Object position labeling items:
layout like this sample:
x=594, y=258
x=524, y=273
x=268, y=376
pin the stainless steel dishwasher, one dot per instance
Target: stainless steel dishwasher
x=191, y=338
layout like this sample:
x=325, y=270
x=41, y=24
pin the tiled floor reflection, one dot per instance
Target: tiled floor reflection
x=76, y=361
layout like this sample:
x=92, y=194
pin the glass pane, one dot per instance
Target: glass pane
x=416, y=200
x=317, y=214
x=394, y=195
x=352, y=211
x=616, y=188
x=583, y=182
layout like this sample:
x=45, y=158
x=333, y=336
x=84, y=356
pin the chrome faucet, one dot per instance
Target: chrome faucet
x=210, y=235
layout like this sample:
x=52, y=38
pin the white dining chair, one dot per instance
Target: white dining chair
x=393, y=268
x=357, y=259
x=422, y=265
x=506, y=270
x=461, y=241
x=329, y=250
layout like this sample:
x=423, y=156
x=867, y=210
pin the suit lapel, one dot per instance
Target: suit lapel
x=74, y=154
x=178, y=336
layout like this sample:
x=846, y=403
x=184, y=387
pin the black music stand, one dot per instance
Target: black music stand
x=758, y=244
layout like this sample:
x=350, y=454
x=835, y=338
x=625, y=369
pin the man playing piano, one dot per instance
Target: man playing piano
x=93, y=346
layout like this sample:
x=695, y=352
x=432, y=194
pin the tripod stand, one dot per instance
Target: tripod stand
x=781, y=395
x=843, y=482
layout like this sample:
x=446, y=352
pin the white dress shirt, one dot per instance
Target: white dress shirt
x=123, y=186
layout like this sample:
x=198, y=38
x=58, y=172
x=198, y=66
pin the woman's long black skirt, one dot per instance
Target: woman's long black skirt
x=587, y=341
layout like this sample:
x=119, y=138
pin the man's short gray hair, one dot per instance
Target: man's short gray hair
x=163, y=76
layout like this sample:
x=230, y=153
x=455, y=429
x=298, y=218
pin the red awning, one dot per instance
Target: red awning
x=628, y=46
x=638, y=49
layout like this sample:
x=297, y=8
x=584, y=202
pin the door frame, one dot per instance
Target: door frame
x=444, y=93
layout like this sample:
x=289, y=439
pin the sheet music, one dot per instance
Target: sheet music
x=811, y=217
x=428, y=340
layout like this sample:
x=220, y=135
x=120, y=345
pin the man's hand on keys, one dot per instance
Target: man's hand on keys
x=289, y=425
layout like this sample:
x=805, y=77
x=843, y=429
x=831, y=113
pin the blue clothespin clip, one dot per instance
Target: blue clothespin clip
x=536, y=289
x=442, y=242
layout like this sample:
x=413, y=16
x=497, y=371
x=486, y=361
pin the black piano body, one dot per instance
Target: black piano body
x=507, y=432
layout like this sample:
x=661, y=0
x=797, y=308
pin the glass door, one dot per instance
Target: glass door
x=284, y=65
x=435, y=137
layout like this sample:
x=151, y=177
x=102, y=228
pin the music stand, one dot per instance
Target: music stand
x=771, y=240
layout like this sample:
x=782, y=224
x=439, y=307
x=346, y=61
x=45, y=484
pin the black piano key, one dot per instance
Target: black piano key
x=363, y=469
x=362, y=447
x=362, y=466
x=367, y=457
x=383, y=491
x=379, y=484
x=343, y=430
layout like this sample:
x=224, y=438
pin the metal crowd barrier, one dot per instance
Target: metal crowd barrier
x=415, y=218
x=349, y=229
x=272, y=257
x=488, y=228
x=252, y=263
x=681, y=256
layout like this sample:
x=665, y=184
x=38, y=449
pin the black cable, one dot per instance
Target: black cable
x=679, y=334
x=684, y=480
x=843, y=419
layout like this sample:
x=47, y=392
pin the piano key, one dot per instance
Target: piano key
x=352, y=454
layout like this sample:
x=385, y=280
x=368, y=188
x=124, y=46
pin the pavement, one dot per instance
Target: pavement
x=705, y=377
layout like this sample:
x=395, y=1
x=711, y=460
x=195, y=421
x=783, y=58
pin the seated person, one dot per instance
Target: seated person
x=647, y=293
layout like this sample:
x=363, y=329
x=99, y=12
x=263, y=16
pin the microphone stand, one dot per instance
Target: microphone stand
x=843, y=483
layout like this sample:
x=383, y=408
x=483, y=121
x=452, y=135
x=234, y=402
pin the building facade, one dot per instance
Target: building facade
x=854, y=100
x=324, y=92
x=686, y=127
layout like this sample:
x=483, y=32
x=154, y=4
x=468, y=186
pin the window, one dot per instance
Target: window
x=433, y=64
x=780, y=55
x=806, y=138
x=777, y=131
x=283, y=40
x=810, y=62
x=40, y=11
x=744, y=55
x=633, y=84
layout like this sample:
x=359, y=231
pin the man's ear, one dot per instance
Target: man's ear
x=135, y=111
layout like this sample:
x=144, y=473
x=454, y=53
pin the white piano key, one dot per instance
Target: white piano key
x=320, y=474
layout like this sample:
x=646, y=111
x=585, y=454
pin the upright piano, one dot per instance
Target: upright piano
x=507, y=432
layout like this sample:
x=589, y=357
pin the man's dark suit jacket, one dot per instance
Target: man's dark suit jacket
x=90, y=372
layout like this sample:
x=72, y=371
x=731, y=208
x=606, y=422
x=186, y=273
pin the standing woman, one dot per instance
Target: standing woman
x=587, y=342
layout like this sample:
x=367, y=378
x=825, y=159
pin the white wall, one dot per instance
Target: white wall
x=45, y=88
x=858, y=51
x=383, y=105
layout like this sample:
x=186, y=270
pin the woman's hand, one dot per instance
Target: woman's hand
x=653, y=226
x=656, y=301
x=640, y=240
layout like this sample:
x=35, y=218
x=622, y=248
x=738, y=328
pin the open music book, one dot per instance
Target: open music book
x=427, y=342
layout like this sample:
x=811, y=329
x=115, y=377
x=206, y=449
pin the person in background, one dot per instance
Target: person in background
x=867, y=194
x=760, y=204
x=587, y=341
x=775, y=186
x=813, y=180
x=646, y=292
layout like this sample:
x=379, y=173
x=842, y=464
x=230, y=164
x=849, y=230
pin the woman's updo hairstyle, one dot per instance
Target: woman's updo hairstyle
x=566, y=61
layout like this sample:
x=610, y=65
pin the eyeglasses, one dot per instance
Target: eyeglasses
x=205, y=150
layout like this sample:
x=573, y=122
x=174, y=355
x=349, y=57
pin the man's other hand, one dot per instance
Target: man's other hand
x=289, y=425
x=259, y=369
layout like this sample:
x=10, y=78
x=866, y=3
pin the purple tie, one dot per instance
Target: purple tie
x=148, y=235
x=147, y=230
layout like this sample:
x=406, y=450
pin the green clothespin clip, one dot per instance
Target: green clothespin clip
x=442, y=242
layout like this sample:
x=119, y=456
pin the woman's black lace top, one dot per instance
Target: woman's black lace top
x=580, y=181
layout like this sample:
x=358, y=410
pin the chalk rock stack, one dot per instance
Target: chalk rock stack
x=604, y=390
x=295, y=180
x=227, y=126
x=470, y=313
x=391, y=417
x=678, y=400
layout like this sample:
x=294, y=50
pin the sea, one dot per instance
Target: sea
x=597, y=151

§ **What is being asked**
Reproduce the stretch of items from the start of the items through the line containing "x=178, y=336", both ends included, with every "pin" changed to "mark" and nothing else altered. Output only those lines.

§ **Output for this exercise**
layout like this sample:
x=594, y=258
x=524, y=273
x=268, y=376
mark the stainless steel dishwasher, one dot per instance
Target: stainless steel dishwasher
x=191, y=338
layout like this sample:
x=325, y=270
x=41, y=24
mark the tiled floor reflection, one dot per instance
Target: tiled floor reflection
x=76, y=361
layout like this sample:
x=92, y=194
mark the glass pane, one dot per instance
Target: glass pane
x=416, y=200
x=317, y=214
x=394, y=195
x=352, y=211
x=616, y=188
x=583, y=182
layout like this sample:
x=45, y=158
x=333, y=336
x=84, y=356
mark the chrome faucet, one dot per instance
Target: chrome faucet
x=210, y=235
layout like this sample:
x=52, y=38
mark the white dining chair, one dot per instance
Target: white dining chair
x=393, y=268
x=357, y=259
x=422, y=265
x=506, y=270
x=461, y=241
x=329, y=250
layout like this sample:
x=423, y=156
x=867, y=210
mark the suit lapel, one dot per instance
Target: suit lapel
x=74, y=154
x=178, y=336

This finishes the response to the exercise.